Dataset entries

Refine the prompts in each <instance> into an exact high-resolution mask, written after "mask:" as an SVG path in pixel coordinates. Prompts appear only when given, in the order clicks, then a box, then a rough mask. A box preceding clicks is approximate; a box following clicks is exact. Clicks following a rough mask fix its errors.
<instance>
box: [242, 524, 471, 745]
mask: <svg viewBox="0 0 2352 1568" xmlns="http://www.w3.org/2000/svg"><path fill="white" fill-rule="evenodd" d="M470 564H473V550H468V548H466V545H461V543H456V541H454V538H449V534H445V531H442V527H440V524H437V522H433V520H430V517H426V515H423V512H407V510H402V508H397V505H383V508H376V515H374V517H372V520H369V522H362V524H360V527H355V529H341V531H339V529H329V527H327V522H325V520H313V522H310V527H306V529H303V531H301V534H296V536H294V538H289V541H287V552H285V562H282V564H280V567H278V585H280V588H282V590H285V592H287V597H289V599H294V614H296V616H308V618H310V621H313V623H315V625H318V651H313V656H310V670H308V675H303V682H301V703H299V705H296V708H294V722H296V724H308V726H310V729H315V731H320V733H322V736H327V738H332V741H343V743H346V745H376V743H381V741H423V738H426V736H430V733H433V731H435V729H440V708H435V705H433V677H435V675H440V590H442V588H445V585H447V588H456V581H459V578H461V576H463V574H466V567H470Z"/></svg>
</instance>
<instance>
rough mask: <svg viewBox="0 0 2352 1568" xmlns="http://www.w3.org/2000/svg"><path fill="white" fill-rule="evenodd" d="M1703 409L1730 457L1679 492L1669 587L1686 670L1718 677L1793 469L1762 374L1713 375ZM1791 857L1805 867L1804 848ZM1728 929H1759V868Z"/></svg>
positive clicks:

Exercise: If a line of the data above holds the string "rough", count it, then give only the final number.

Exercise answer: 2